● **TASK OBJECTIVE**
Exactly as written, transcribe the data that follows.
------ DATA SHOWN ------
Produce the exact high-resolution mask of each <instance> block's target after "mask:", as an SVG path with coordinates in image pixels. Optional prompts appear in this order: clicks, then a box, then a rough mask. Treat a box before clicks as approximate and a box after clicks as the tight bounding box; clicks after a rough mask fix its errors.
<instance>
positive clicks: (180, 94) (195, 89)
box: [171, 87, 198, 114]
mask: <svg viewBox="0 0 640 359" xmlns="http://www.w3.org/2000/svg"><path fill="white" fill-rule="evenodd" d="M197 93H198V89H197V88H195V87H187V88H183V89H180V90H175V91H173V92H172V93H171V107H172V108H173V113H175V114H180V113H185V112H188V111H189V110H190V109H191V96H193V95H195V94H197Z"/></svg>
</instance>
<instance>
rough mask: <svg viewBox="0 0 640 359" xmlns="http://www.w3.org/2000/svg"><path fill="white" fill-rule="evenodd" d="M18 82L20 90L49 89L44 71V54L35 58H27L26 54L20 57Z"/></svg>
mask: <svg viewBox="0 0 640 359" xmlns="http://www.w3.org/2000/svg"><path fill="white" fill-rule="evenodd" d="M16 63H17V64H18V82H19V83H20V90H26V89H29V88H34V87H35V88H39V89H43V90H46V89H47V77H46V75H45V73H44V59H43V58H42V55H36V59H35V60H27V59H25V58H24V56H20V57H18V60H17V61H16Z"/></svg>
------
● **RESULT OF THIS TASK**
Produce the exact high-resolution mask of each <instance> block's target after "mask:", as an SVG path with coordinates in image pixels. Optional prompts appear in this order: clicks, then a box, then a rough mask. Treat a box before clicks as approximate and a box after clicks as the tight bounding box; clicks after a rough mask fix its errors.
<instance>
positive clicks: (180, 94) (195, 89)
box: [171, 87, 198, 114]
mask: <svg viewBox="0 0 640 359" xmlns="http://www.w3.org/2000/svg"><path fill="white" fill-rule="evenodd" d="M197 93H198V89H197V88H195V87H187V88H183V89H180V90H175V91H173V92H172V93H171V107H172V108H173V113H175V114H180V113H185V112H188V111H189V110H190V109H191V96H193V95H195V94H197Z"/></svg>
</instance>
<instance>
rough mask: <svg viewBox="0 0 640 359" xmlns="http://www.w3.org/2000/svg"><path fill="white" fill-rule="evenodd" d="M18 82L20 90L49 89L44 71V54L35 58H27L26 54L20 57Z"/></svg>
mask: <svg viewBox="0 0 640 359" xmlns="http://www.w3.org/2000/svg"><path fill="white" fill-rule="evenodd" d="M16 63H17V64H18V82H19V83H20V90H26V89H29V88H34V87H35V88H39V89H43V90H46V89H47V77H46V75H45V73H44V59H43V58H42V55H36V59H35V60H27V59H25V58H24V56H20V57H18V60H17V61H16Z"/></svg>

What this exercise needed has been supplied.